WHAT NEEDS TO BE DONE: Retype the data below in full, keeping every character as it is.
─── DATA FOR THIS EXERCISE
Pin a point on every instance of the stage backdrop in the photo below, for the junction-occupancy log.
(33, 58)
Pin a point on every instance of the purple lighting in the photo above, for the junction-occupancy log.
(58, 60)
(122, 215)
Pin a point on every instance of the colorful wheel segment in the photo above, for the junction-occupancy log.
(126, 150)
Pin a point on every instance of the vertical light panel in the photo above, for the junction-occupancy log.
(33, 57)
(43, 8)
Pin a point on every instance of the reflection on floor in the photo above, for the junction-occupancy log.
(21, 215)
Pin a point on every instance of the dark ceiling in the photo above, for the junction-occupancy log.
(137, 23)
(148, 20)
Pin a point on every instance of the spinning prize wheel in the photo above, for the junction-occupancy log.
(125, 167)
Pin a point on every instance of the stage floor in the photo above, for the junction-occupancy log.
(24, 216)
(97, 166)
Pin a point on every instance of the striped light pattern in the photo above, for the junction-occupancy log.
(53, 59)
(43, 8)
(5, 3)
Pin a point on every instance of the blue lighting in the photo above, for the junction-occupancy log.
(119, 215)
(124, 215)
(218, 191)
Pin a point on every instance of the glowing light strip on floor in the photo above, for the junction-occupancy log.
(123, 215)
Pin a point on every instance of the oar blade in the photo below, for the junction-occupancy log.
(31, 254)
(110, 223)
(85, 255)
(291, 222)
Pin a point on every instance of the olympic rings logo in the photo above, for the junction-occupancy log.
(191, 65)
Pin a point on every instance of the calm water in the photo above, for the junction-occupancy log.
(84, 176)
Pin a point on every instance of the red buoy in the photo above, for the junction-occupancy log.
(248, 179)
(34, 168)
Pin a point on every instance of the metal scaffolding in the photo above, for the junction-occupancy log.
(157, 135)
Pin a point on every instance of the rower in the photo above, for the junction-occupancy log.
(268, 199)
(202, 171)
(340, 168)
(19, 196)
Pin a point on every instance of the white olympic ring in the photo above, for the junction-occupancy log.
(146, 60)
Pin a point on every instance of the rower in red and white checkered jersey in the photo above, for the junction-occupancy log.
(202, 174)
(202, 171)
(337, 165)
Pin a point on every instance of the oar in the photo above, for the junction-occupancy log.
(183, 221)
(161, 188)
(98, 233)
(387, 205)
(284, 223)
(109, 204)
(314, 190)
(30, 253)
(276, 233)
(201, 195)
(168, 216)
──────
ANSWER:
Pin a point on every instance of the stage backdrop in the photo below, for the junction-occupancy log.
(33, 58)
Pin a point on every instance of the purple lighting in the photo above, for the junction-occupancy log.
(58, 60)
(122, 215)
Pin a point on every instance of the colorful wheel segment in the photo above, for the junction-occupancy log.
(126, 150)
Pin a point on every instance of the vertical light panel in the photo above, for the junction-occupancy log.
(33, 57)
(43, 8)
Pin a point on every instance of the reflection on floor in the photo above, for the junction-occupancy log.
(21, 215)
Pin a point on every instance of the dark ceiling in the photo above, for the junction-occupancy log.
(137, 23)
(148, 20)
Pin a point on every instance of the spinning prize wheel in the photo above, for the junction-occupancy log.
(125, 167)
Pin a point on every instance of the stage floor in the photo above, for the junction-occupancy log.
(24, 216)
(97, 166)
Pin a point on every instance of the striped light pattern in the photo above, for the junction-occupancy log.
(53, 59)
(43, 8)
(5, 3)
Pin a point on every instance of the blue lighting in the photo above, for the junction-occupancy log.
(119, 215)
(124, 215)
(218, 191)
Pin a point on every instance of the glowing light strip on floor in the photo above, for the junction-occupancy log.
(123, 215)
Pin a point on every instance of the oar blade in the photo below, for the junction-occupancy log.
(31, 254)
(110, 223)
(85, 255)
(291, 222)
Pin a point on every instance of the olympic rings logo in the photo above, for the junction-occupancy log.
(191, 65)
Pin a point on every instance of the calm water in the photo above, for the junction-occupancy log.
(84, 176)
Pin a point on every instance of the red buoy in the photo above, for the junction-occupancy log.
(248, 179)
(34, 168)
Pin a point on every instance of the metal scaffolding in the photo above, for the junction-occupancy log.
(157, 135)
Pin a point on every instance of the rower in the photo above, for the junction-occupancy log.
(268, 199)
(202, 171)
(340, 168)
(19, 196)
Pin a point on every instance of the white olympic ring in the photo above, for the junction-occupancy log.
(146, 60)
Pin a point on every instance of the rower in red and white checkered jersey in the photo above, for the junction-occupancy log.
(202, 174)
(202, 171)
(337, 165)
Pin a point on every instance of the oar in the photo above, for the junction-occupancy log.
(183, 221)
(161, 188)
(98, 233)
(387, 205)
(284, 223)
(109, 204)
(314, 190)
(30, 253)
(276, 233)
(201, 195)
(168, 216)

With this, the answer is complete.